▶ PROBLEM REQUIREMENTS:
Drop every image and restate the entries below word for word.

---- LISTED RECORDS

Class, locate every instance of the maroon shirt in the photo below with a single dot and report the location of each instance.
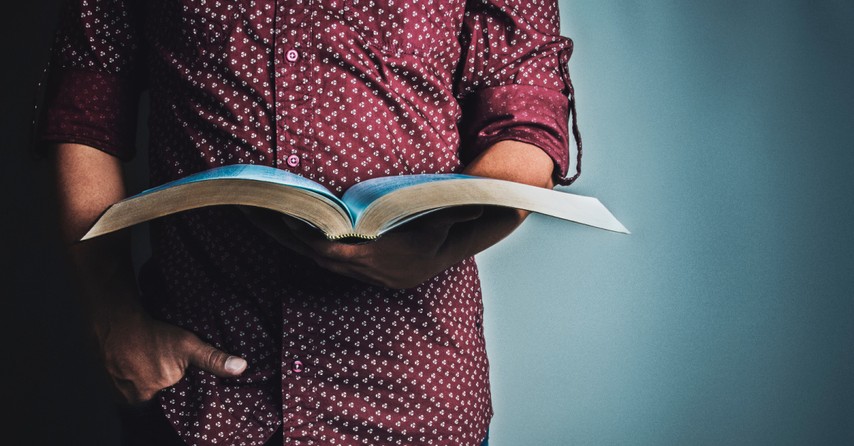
(338, 91)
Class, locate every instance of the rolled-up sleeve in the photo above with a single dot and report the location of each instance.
(514, 83)
(92, 85)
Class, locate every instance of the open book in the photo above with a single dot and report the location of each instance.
(365, 211)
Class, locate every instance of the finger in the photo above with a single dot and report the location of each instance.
(213, 360)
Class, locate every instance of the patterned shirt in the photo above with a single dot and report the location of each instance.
(338, 91)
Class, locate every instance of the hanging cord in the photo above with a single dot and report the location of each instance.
(575, 133)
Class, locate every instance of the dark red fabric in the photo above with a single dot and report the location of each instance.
(338, 91)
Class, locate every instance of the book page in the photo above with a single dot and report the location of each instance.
(361, 195)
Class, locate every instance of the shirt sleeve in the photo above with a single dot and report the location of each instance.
(513, 81)
(92, 86)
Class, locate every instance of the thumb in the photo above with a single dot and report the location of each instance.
(210, 359)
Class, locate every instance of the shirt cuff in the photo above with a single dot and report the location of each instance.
(529, 114)
(88, 107)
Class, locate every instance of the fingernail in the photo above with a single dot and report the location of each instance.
(234, 364)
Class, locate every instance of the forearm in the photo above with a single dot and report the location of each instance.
(87, 182)
(506, 160)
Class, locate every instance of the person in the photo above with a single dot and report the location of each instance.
(246, 328)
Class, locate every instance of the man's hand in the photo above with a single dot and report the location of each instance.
(425, 247)
(402, 258)
(143, 356)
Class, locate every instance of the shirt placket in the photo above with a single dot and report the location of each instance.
(293, 97)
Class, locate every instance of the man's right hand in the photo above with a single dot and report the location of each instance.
(143, 356)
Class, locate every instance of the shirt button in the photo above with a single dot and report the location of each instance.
(292, 55)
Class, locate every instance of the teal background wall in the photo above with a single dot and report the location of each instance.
(722, 135)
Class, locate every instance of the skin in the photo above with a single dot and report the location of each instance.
(143, 355)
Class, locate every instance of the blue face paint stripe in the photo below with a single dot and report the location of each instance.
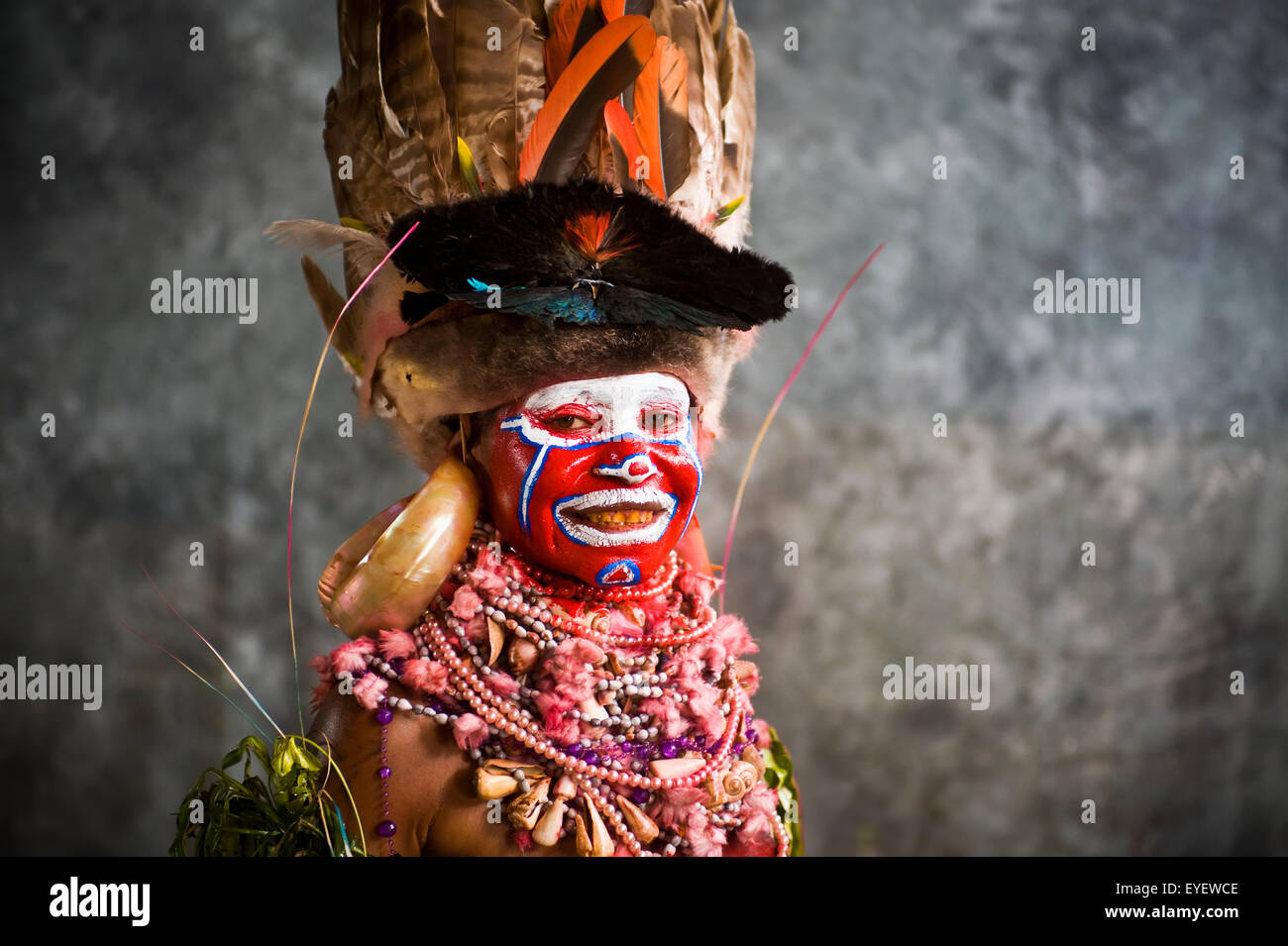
(631, 568)
(529, 480)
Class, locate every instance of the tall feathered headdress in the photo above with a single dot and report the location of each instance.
(578, 172)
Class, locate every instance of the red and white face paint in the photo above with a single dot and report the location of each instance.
(597, 477)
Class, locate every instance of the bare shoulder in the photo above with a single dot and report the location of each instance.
(420, 755)
(432, 796)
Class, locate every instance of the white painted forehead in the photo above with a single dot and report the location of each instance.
(608, 390)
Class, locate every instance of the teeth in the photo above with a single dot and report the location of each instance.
(621, 517)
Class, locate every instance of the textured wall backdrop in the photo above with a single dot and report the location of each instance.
(1108, 683)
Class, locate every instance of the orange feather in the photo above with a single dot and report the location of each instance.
(596, 239)
(622, 134)
(661, 116)
(574, 110)
(572, 25)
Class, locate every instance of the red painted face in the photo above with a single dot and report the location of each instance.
(596, 478)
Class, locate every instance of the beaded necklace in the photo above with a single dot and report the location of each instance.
(616, 716)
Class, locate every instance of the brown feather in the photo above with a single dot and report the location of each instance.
(417, 136)
(698, 196)
(572, 25)
(330, 302)
(737, 115)
(662, 117)
(574, 110)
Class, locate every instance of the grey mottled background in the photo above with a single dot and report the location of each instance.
(1108, 683)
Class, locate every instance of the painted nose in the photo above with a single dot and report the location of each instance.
(632, 470)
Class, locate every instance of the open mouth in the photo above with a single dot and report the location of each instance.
(616, 516)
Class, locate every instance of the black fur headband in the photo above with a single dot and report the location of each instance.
(587, 255)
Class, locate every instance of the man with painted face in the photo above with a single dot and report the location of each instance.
(596, 477)
(549, 326)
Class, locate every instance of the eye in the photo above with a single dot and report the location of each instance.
(570, 418)
(661, 420)
(567, 422)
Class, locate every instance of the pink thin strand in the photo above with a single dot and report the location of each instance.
(769, 417)
(295, 465)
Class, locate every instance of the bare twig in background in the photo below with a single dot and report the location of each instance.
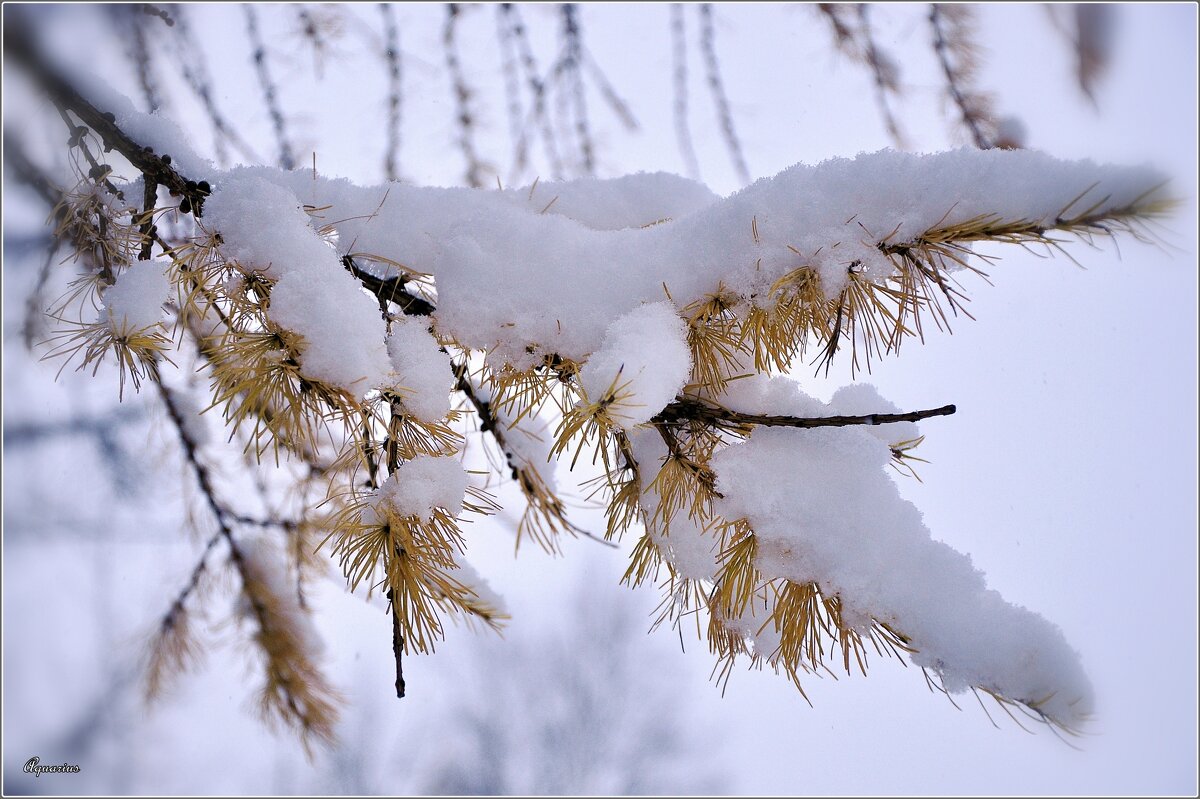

--------

▶ WORKED SOLUTION:
Class, locate every instance of the maroon shirt in the photo below with a single dot and report the location of each instance.
(338, 91)
Class, locate every instance of the rolled-up sleeve in the photo above with a single dot and report the location of each instance.
(514, 83)
(92, 85)
Class, locate every instance of the open book in the photo above with a single dot and report the location of each instance.
(365, 211)
Class, locate every instance of the finger in the photo above with a single dot and report the location of each instance.
(213, 360)
Class, locate every instance of the patterned shirt in the photo above with a single dot and report the location of each instance.
(338, 91)
Class, locate every instance of the hanging cord in the photo above with a single dot and report the location of each instance.
(575, 133)
Class, locate every instance of the dark red fabric in the photo above with a single dot and report the location of each instance.
(338, 91)
Class, locate every instance of the book page in the photo above with a single dot and report the location of each instance.
(361, 195)
Class, locate every instance of the shirt sleeve in the photo above with a single dot and report the location of each instance.
(513, 81)
(92, 86)
Class, locate every instance of the thumb in the photo above with a single dot and report the location of each instance.
(210, 359)
Class, locate every instance of the shirt cuff in the photo above with a single dot and report the location of each instance.
(529, 114)
(88, 107)
Class, locate every instance of the fingernail in the photo above with a single dot and report the location of each instance.
(234, 364)
Class, locate every instance of the forearm in the photo above with a single dot and report the location of each instance.
(87, 182)
(506, 160)
Class, locate every instance of the person in the photo above with a single dot and report the location of each instance.
(246, 328)
Class, locate every instance of the man's hand in the photo above with a single dot and report the location of each instance.
(425, 247)
(402, 258)
(143, 356)
Class, locate every instance of the shirt placket in the photo above with a single dot and report the location of each instance.
(293, 97)
Class, locate every instance of the man's right hand in the photo above with a single dot and report the location of each instance.
(143, 356)
Class, locate every instance of the shirt button in the photo above with a single dot and report the location of each instance.
(292, 55)
Class, locate every instance of the teal background wall in the photo above with a single dot and report the location of each instance.
(722, 135)
Class, locate every instance of the skin in the photo above with a single dot and report the location of each instance.
(143, 355)
Class, locate every instance of the blue face paint stripe in the photo below with a single dot and report the location of each instance.
(631, 568)
(529, 480)
Class, locate every instance of the tall feathered headdress in the photo above with a single dot and report the location of each instance.
(578, 172)
Class, locate every instance of the red and white face paint in the photo above with a single dot and report the location of each instance.
(597, 477)
Class, locate every instance of the bare shoulder in the photo above with a single dot and report the location of each instance.
(420, 755)
(432, 796)
Class, locate every instance of the white painted forehead in the photo above with a single dot and report the location of each instance.
(608, 390)
Class, locate every instance of the teeth in the photo above with a single dot and report the location of each instance.
(621, 517)
Class, locate every instance of the textured wall backdrop in the photo above with a single dot and report the location of each instance.
(1108, 683)
Class, locate every instance of the orange feather in the photo above with a single dot and report the location of each instance.
(596, 239)
(622, 134)
(661, 116)
(574, 110)
(572, 25)
Class, locate every instance of the red painted face in the photo above with a single dot and report the location of each instance.
(596, 478)
Class, locate every instance of the beaded necklace in the photo above with a single dot and report the location of each instance.
(616, 716)
Class, locate every instance of the brown feather in the photo above with a single dot and report the location of each instance.
(417, 136)
(698, 196)
(572, 25)
(330, 302)
(737, 115)
(662, 117)
(574, 110)
Class, locate every instance of the grey mottled background in the photo above with a single dot and report the location of each instance.
(1108, 683)
Class, locate every instance of the painted nose in the photo above with a single dot and report the location of each instance.
(632, 470)
Class, locate every instance of the open mouth in the photo above with a single dot and report the location of each instance.
(616, 516)
Class, locate every instance of the black fur headband in the photo above with a single dot and report the location of each instance.
(587, 255)
Class, locate every instance of the man with painted face in the photo above with a single dot and report the location of each instance.
(596, 477)
(549, 326)
Class, locate every instance of the eye in the photo above with a single dot and report the location of each instance.
(570, 418)
(661, 420)
(567, 422)
Class, locate every instance of the pink thin strand in the photo above with a single dot and report the location of each instance.
(769, 417)
(295, 465)
Class, locate every instance of the bare twig in background in the photo below with a single dot and report the location of each instance.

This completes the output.